D3D12_HEAP_TYPE_DEFAULT: This means to store the resource in GPU memory (VRAM). Resources in VRAM can only be read and written to by the GPU. Some resources are static and only need to be read by the GPU such as textures and 3D models. For this case, we use the next heap type (upload heap) and copy the data from system memory to resources in a default heap. Note that the GPU can access VRAM at very high bandwidth so for performance we want to use this heap type as much as possible.
D3D12_HEAP_TYPE_UPLOAD: This is system memory (so it is writeable from the CPU) that is optimized for being read by the GPU over the PCI express bus. It uses write combining, which batches memory writes into large chunks for performance. Furthermore, the memory is uncached, so we should not read from it on the CPU. (A subtle performance bug is to do a $+ =$ operation on the data which does a read and write.) Reading memory in an upload heap will be limited by the PCI Express bandwidth and is usually quite a bit slower than reading from VRAM. However, GPUs can cache the data to help with this if the data is read multiple times, so it does not have to read the same data multiple times across the PCI Express bus. Data that is frequently updated by the CPU (e.g., every frame) that needs to be read by the GPU would generally be stored in an upload heap. Another option would be to use an upload heap to write the data from the CPU and then copy the data to a resource in a default heap. If the resource needs to be read multiple times by the GPU in a single frame, then this might be more efficient, as we pay the price of one copy and then the GPU can read from the resource in the default heap at high bandwidth.

Problem set:
1/ Translate this sentence from the D3D12 heap-type excerpt into Spanish: "Resources in VRAM can only be read and written to by the GPU."
2/ Pick up the D3D12 heap-type excerpt after its last sentence and continue it.

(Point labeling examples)
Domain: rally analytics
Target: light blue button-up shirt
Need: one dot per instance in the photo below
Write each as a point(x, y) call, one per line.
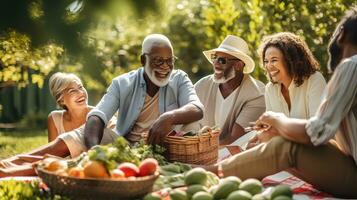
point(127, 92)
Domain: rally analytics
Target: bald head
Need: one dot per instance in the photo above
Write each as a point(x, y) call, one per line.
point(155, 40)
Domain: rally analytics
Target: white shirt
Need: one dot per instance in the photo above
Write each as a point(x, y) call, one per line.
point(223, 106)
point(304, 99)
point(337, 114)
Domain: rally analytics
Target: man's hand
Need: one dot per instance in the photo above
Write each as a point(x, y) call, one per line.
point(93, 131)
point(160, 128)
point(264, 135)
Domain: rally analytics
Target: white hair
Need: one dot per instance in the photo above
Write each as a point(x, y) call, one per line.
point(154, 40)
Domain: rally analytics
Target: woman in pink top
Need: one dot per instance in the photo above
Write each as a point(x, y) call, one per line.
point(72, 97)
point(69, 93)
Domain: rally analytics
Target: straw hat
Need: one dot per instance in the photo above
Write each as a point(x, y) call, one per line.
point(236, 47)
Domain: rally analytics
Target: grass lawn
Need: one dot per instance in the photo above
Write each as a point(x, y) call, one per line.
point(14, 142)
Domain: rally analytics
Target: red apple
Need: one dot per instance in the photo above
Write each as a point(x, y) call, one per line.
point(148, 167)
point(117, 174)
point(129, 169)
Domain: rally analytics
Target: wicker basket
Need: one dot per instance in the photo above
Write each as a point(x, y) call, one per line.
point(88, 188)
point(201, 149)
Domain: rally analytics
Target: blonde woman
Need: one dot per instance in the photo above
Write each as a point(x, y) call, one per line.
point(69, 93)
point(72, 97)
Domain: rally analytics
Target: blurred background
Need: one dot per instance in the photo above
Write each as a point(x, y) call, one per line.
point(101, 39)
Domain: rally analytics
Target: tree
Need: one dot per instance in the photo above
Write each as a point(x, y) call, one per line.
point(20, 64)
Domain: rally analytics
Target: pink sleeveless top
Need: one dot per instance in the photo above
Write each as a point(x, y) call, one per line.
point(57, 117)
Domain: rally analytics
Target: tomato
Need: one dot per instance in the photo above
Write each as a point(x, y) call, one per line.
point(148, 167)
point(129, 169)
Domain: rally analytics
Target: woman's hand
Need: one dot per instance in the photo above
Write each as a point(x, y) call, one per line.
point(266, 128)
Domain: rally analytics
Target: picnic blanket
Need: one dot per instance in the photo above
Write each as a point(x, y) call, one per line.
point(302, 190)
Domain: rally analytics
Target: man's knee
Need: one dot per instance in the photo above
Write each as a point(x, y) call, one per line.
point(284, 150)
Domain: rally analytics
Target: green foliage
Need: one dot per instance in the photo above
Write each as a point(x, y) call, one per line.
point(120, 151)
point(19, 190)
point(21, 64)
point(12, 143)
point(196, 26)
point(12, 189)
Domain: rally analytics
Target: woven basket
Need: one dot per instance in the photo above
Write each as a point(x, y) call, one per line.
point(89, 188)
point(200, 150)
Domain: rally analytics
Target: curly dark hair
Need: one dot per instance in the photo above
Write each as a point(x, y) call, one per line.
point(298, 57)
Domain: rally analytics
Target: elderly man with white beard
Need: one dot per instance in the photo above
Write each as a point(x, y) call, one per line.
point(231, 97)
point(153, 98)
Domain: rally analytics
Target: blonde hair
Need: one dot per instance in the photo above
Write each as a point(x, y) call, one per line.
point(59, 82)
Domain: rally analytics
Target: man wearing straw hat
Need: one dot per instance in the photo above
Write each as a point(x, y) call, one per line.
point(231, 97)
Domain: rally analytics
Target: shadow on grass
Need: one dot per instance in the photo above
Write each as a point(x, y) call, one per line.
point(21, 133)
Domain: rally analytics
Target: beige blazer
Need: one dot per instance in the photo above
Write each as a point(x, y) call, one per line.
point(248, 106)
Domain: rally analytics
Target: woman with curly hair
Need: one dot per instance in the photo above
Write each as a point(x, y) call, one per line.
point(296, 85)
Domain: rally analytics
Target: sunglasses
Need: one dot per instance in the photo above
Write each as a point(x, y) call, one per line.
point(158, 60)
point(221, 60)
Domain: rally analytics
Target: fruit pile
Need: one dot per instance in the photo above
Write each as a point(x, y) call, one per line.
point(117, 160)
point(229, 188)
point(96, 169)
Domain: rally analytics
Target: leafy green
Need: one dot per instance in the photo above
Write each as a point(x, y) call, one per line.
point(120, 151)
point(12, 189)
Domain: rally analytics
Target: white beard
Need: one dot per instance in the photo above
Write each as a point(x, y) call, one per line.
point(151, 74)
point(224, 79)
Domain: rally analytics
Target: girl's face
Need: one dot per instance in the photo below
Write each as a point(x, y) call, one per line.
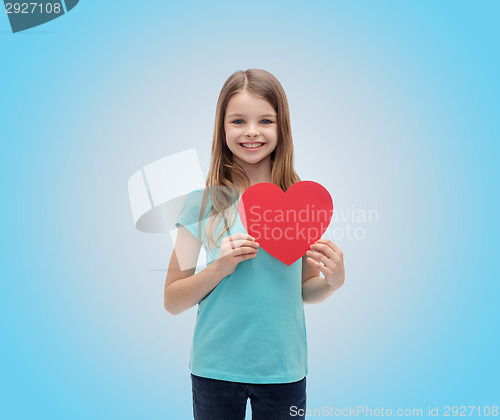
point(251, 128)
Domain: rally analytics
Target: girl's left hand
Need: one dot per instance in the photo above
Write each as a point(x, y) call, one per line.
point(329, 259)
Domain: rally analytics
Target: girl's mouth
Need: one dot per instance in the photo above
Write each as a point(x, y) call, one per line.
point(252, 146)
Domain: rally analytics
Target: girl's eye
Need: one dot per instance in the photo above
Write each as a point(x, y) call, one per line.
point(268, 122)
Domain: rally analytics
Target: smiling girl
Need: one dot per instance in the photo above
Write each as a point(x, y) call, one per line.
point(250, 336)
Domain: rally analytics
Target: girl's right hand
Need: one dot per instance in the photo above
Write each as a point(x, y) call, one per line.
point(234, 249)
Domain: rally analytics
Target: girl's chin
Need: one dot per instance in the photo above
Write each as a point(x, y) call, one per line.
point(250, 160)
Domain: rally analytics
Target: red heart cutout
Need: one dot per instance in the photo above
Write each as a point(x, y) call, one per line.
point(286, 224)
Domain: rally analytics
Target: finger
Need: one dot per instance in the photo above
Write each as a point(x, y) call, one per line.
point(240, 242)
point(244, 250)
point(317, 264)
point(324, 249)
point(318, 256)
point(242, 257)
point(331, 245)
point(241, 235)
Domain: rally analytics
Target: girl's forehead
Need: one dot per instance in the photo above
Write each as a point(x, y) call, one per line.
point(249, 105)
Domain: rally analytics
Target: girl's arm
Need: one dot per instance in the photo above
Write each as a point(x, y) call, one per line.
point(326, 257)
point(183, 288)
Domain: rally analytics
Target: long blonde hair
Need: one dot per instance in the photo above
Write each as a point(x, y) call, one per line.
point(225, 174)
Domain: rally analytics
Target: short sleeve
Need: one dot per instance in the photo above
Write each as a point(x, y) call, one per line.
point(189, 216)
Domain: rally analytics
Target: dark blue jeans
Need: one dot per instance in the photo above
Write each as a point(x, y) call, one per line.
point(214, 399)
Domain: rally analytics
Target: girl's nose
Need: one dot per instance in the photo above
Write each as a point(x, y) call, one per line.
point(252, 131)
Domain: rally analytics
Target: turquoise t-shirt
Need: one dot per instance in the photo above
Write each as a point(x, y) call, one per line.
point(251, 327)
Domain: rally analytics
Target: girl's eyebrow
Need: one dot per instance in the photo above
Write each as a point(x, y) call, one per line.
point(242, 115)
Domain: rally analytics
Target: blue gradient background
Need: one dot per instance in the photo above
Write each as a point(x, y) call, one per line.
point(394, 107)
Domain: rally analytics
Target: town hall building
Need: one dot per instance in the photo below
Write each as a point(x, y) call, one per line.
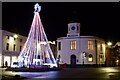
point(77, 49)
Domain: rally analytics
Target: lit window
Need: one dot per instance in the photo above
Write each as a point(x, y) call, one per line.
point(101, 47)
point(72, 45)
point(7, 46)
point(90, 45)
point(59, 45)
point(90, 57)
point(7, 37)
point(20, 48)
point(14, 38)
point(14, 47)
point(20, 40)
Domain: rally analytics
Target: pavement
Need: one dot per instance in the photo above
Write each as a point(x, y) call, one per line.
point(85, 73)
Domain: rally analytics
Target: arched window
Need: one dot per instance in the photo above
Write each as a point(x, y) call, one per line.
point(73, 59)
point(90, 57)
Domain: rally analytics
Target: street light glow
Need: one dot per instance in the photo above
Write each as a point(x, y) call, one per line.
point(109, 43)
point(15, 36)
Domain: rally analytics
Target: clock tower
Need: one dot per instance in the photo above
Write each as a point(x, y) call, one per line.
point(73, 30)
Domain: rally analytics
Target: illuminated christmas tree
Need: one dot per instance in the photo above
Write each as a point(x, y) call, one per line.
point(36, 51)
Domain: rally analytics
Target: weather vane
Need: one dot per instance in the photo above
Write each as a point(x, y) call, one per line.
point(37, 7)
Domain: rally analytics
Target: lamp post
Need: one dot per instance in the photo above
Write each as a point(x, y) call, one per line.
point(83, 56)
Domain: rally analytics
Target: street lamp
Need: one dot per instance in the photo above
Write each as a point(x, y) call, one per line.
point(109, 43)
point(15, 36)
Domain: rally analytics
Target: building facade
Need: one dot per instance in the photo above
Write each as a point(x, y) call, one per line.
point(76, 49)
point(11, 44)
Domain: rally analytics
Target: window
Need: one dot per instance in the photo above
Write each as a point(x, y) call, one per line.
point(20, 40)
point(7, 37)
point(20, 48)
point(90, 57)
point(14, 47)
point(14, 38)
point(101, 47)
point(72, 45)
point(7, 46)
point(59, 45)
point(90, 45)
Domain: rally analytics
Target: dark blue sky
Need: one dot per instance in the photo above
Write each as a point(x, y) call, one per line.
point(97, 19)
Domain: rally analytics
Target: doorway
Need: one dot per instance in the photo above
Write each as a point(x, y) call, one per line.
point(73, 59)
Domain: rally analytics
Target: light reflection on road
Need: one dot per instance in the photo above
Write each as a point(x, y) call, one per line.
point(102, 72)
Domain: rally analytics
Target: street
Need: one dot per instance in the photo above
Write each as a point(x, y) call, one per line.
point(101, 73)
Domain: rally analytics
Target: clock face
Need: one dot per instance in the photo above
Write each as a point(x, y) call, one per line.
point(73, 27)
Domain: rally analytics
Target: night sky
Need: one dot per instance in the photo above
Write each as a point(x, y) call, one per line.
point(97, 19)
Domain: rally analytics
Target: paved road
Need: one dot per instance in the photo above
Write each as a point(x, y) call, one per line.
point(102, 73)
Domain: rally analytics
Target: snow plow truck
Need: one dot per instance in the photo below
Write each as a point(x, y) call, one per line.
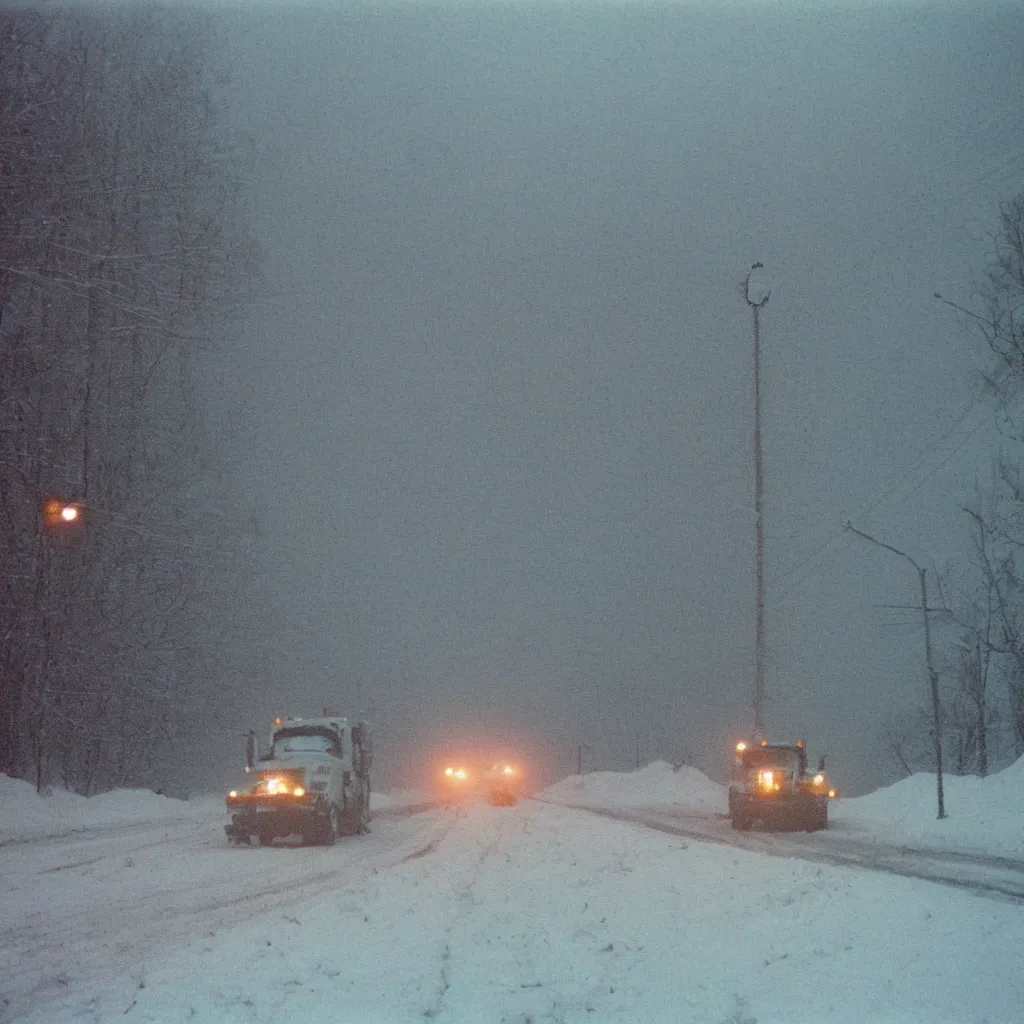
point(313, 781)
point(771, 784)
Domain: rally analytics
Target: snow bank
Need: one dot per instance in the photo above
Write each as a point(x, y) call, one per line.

Results:
1/ Los recursos en la VRAM solo pueden ser leídos y escritos por la GPU.

2/
D3D12_HEAP_TYPE_READBACK: This is where we allocate resources that will be the target of a GPU to CPU memory copy. This will also require copying memory over the PCI Express bus. When a GPU to CPU memory copy command is issued, it is important to realize that the copy will not take place right away.

Therefore, we want to structure our code to not block the CPU while waiting for the GPU to complete the copy. A common pattern to avoid blocking is to accept some latency in the readback data. In other words, the readback data might be a frame or two behind what the GPU is currently working on.

D3D12_HEAP_TYPE_GPU_UPLOAD: At the time of this writing, this heap type is part of a developer only preview. It requires we check D3D12_FEATURE_DATA_D3D12_ OPTIONS16::GPUUploadHeapSupported support using the ID3D12Device::Chec kFeatureSupport method. It also requires some BIOS configuration. We do not use this heap type in this book, but we briefly outline it. With this heap type, we can get a pointer on the CPU directly to VRAM, and the CPU can then write directly to VRAM over the PCI Express bus. This is ideal for CPU writeable resources as you could update the resource once per frame, and then the GPU can read it directly from VRAM at high bandwidth. Another use case is that we can initialize static GPU resources directly from the CPU without having to use an upload heap and copy to a default heap.

Figure 4.7 summarizes these heap types.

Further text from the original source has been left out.